■ **AUFGABENSTELLUNG**
Kannst du die folgenden Zeilen noch einmal wiedergeben und dabei „Annotation guideline“ überall in „Marking rule“ umbenennen, während alles andere unverändert bleibt? Lass die Bilder in deiner Antwort weg.

(Einträge zur Ortsbestimmung)

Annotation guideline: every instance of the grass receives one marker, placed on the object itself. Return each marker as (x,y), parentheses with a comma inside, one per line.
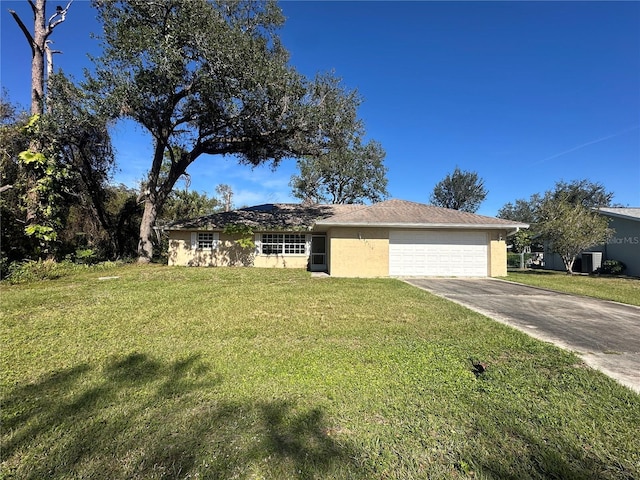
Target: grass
(617,289)
(251,373)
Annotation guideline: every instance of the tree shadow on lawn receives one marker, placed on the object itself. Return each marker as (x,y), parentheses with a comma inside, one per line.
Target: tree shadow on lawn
(141,418)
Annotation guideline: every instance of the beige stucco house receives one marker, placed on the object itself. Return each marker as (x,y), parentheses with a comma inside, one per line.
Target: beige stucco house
(391,238)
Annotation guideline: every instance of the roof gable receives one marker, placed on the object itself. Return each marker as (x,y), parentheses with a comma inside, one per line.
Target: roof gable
(297,217)
(404,213)
(269,216)
(629,213)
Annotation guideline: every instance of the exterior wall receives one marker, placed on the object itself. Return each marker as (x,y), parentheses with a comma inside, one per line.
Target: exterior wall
(358,252)
(624,245)
(226,254)
(497,254)
(351,252)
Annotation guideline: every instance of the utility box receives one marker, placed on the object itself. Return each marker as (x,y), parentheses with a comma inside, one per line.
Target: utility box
(591,261)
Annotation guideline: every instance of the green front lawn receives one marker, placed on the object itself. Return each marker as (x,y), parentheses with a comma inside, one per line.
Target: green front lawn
(251,373)
(617,289)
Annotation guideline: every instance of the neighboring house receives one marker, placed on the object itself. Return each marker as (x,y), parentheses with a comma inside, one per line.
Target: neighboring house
(390,238)
(623,246)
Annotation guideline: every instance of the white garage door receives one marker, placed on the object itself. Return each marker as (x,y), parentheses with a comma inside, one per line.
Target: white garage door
(437,254)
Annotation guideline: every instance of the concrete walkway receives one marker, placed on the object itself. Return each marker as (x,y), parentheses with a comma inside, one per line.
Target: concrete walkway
(606,335)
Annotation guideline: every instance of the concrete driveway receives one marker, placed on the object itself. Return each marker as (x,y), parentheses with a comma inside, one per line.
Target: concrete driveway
(606,335)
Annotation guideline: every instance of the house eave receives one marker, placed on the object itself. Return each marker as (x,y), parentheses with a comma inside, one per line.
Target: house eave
(476,226)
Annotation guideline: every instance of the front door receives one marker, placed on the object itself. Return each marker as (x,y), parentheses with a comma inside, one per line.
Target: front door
(318,262)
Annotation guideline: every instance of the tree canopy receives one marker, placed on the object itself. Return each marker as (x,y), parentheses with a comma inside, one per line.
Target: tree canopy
(210,78)
(565,217)
(460,190)
(351,174)
(570,228)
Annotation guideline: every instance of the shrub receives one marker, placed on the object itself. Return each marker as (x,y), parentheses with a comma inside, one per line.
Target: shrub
(612,267)
(513,259)
(34,271)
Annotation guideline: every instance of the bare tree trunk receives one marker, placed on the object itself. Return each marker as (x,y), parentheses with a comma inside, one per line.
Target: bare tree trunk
(42,28)
(145,244)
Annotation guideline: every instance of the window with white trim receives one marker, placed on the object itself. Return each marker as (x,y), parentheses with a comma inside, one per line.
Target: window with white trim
(283,244)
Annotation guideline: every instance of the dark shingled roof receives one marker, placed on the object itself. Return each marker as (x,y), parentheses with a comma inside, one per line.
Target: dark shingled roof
(390,213)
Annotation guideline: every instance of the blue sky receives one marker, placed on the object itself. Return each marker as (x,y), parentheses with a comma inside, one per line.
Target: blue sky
(524,93)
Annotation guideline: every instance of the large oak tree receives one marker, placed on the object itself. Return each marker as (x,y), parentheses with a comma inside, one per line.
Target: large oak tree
(209,78)
(460,190)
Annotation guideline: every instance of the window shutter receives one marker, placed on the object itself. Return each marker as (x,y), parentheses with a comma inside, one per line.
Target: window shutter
(307,247)
(258,243)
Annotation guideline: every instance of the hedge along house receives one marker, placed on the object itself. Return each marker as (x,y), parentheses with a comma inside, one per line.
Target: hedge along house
(623,246)
(391,238)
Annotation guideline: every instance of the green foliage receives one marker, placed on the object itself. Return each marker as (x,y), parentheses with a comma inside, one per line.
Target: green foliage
(460,190)
(584,192)
(353,173)
(28,157)
(571,228)
(612,267)
(513,259)
(522,210)
(48,181)
(623,290)
(30,271)
(522,241)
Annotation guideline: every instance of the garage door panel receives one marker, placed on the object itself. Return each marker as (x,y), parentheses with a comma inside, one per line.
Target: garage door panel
(438,253)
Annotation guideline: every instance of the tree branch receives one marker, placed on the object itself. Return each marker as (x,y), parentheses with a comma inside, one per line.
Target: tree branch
(51,24)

■ **FERTIGE ANTWORT**
Marking rule: every instance of the grass receives one marker, placed on the object itself. Return each marker as (x,y), parentheses with a comma inside, one per line.
Target: grass
(617,289)
(251,373)
Marking rule: every instance of the tree shadow on lawn receives one marker, placed on the object itself. Return each marker as (x,y), parentheses with a comma inside, one per line.
Target: tree shadow on lawn
(141,418)
Marking rule: every instance of the beige stucco house receives one marker, placed on the object itself. Return each marker as (x,y), parentheses with a comma inside, one per line.
Target: beige stucco house
(391,238)
Marking rule: every instance of the roof gable receives one marker, placed on the object itself. Return each marker as (x,y), parentheses with a comma inside, one per line.
Target: roof gable
(297,217)
(404,213)
(269,216)
(629,213)
Marking rule: every instance of the exterior wall receives one marker, placed on the object itself. Return each marker as (x,y), parentheses with a comma inside, one per line.
Target: exterior wall
(358,252)
(624,245)
(226,254)
(497,254)
(351,252)
Marking rule: every instance of the utility box receives one marker, placed on the object itself. Return each marker as (x,y), parentheses with a comma inside, one per line.
Target: utility box
(591,261)
Marking rule: every instance of the green front lawn receives one marker, placed on the object itself. Return each marker as (x,y), parentheses with a comma inside, one per line.
Target: green front lawn
(251,373)
(617,289)
Marking rule: every instance of the neighboring house receives one marker, placed on the object itself. Return each marker as (x,y), parentheses with a comma inside, one per line.
Target: neighboring house
(390,238)
(623,246)
Marking rule: every instance of the white garage door receives one marker, placed on the object itself. Return each marker as (x,y), parentheses with a comma inside, one per line.
Target: white garage door
(437,254)
Marking rule: every instance of the concrete walkway receives one marker, placed on the object itself. Return each marker as (x,y), parentheses with a comma inside, one per line.
Target: concrete walkway
(606,335)
Marking rule: every instance of the concrete driveway receives one marker, placed on the object itself. Return each marker as (x,y), parentheses with a comma inside, one per line.
Target: concrete driveway
(606,335)
Marking rule: every instance of the house eave receives one marker, placed on the object itself. Return each marker as (x,y), parentheses with a comma inside, one per line.
Target: house eave
(476,226)
Marking rule: every instance of the front door receives one marker, placed on the object itself. Return each marker as (x,y), parentheses with a comma inside, one per line.
Target: front door
(318,262)
Marking rule: every instance of the tree canopy receives one marker, placed on the object itself. Return each marker as (x,y), parentheses with a comma inside, one per line.
Target: tree canopy
(210,78)
(565,217)
(460,190)
(351,174)
(570,228)
Marking rule: every instance of the shrub receives one marker, placed on the object itself. Return each marker as (x,y), parentheses with a comma inside, one per line.
Target: shrub
(612,267)
(513,259)
(34,271)
Marking rule: every instance of the bare tree trunk receives one marker, placed on the object itself. Return each marker as (x,y), parentheses with a comma inside, one per line.
Target: bare tree trunk
(42,28)
(145,244)
Marking rule: every instance of the window with white trim receives one marker, placed on the object itself. Return each marker as (x,y), parentheses with a comma inside, one per line.
Target: window with white trim
(283,244)
Marking rule: every instance of the dark shingled roof receives one marker, placed on the object itself. Return each marker as (x,y), parentheses with a comma inside, one per line.
Target: dark shingled roof
(390,213)
Marking rule: every instance of the blue sky receives one marker, placed on the object itself. Return each marker as (x,y), parentheses with a comma inside, one per line.
Target: blue sky
(524,93)
Marking rule: every instance of the large oak tree receives one marker, placed on the object itself. Return each marker as (x,y), parentheses with a comma inside, one per line.
Target: large oak tree
(209,78)
(460,190)
Marking rule: every instance of the window shutter receives one marker, placed on the object itself. Return each marker as (x,y), parentheses with a comma inside, one per line.
Target: window shutter
(307,247)
(258,243)
Marking rule: every instance of the hedge along house receives one marker, placed on the object itself. Return each marker as (x,y), parentheses with a comma inside, one per line.
Target: hedge along house
(623,246)
(391,238)
Marking rule: every instance of the green foliage receives one marker, placed on the object itself. Return each marker as (x,y), parentheses with a comma inside, one per line.
Target: green foliage
(460,190)
(584,192)
(353,173)
(28,157)
(571,228)
(612,267)
(513,259)
(522,210)
(48,181)
(623,290)
(30,271)
(522,241)
Marking rule: every instance of the garage door panel receives one marker, placed on the object itself. Return each marker as (x,y), parentheses with a comma inside, one per line.
Target: garage door panel
(438,253)
Marking rule: every instance of the tree branch receives one marker, placed on the object itself. Return each marker as (x,y), parentheses with a comma inside, one per line.
Target: tree branch
(51,24)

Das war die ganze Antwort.